(Dataset records)

################

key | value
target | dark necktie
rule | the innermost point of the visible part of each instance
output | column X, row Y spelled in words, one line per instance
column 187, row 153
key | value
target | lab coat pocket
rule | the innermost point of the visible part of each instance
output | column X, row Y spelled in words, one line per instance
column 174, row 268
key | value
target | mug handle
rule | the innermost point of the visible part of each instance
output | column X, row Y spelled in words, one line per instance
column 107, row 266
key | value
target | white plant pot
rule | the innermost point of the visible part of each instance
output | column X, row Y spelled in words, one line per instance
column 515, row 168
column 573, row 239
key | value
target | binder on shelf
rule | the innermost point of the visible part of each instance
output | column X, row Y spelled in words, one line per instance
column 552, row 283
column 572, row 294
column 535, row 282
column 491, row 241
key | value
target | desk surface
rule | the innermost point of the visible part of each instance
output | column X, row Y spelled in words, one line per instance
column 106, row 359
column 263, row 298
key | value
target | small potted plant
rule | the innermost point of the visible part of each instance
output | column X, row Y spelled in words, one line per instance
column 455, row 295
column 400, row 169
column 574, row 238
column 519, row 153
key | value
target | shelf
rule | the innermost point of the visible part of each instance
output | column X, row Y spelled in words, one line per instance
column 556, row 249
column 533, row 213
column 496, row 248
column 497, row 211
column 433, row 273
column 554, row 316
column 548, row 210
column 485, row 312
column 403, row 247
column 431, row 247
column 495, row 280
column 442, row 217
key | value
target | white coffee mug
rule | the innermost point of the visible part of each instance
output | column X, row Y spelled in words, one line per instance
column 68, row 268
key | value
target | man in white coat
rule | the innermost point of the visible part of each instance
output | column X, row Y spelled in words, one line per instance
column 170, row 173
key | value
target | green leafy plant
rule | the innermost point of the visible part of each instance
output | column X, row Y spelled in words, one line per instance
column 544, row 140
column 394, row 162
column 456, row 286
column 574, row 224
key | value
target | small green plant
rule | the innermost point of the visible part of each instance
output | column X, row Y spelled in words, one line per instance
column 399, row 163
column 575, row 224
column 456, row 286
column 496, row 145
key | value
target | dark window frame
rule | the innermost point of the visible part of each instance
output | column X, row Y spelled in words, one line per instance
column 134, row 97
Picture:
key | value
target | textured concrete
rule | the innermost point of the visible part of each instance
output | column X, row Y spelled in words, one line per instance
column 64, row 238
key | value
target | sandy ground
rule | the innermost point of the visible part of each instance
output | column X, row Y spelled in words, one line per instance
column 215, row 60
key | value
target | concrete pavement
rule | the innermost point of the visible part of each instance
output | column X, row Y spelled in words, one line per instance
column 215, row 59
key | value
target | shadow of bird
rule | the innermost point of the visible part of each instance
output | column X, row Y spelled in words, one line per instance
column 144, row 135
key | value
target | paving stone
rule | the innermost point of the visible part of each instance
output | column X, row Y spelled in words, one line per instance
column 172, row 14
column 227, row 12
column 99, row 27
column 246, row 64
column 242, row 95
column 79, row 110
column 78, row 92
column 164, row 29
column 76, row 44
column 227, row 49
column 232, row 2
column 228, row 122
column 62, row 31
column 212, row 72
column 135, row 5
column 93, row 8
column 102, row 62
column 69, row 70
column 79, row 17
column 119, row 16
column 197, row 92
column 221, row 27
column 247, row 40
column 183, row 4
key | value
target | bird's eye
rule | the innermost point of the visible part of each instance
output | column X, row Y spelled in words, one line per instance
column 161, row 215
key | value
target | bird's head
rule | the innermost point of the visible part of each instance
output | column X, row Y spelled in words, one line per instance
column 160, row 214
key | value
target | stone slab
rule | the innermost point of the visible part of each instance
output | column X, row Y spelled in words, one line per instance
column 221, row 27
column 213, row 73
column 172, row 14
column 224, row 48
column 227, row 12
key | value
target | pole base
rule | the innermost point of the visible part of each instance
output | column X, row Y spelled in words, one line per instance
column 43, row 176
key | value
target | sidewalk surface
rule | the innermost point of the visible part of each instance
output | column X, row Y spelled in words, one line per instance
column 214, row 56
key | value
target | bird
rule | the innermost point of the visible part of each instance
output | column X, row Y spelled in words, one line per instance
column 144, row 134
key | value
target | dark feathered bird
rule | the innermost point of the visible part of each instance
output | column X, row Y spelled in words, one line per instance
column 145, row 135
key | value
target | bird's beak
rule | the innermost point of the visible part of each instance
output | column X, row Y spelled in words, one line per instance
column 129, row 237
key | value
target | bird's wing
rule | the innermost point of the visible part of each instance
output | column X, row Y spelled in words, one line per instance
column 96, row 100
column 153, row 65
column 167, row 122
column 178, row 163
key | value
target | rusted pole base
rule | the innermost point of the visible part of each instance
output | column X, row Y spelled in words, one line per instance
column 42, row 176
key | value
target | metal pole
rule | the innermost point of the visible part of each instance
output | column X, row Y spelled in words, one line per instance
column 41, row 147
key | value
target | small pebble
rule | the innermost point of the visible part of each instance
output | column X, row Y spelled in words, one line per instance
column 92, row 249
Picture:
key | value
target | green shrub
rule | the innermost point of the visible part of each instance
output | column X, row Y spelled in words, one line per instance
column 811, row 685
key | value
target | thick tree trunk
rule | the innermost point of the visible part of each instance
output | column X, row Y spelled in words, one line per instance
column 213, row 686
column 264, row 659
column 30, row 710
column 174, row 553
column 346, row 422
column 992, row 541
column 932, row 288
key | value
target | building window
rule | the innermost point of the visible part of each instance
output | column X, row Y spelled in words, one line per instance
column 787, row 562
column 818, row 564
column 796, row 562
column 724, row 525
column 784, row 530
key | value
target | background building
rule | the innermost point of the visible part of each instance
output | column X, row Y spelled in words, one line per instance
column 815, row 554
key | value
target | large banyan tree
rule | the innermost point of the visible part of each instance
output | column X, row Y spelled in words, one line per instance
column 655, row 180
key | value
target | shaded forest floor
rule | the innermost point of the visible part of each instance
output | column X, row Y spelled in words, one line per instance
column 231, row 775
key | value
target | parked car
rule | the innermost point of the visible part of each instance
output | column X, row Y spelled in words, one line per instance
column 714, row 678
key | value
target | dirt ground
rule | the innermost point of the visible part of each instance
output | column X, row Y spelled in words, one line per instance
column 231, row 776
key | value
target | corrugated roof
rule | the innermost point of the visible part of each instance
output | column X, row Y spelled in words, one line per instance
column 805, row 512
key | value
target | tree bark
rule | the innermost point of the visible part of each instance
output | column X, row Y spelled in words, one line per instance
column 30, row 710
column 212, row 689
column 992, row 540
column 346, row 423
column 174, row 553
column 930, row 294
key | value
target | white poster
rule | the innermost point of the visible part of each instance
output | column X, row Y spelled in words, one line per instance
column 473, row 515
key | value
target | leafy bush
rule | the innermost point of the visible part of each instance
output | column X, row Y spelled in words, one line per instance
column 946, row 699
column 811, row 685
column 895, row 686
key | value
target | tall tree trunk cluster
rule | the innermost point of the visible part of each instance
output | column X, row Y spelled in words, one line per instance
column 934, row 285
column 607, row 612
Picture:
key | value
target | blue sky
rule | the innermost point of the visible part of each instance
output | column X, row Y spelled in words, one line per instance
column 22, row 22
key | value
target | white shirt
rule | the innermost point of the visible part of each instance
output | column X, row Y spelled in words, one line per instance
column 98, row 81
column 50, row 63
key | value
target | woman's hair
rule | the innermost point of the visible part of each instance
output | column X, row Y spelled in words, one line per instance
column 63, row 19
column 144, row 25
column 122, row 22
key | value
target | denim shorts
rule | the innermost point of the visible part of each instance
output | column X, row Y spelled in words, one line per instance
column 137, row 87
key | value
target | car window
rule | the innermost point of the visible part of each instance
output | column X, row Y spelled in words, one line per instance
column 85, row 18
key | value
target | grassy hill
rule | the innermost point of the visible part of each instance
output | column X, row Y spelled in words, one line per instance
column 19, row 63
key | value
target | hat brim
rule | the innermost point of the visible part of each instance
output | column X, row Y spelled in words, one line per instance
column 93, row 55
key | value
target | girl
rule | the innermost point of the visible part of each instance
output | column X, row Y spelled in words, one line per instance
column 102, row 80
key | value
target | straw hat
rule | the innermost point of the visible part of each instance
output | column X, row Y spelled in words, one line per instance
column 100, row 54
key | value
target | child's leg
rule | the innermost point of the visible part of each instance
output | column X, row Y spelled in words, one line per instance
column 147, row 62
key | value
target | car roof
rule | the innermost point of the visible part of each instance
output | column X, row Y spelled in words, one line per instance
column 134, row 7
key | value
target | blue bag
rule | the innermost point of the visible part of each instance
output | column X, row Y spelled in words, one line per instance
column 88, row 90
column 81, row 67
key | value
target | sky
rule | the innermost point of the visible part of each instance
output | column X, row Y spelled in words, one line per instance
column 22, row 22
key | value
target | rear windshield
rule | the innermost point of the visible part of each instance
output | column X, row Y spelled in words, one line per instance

################

Assignment: Identify the lines above with the word "window". Copy them.

Exercise solution:
target | dark window frame
target | building window
target | car window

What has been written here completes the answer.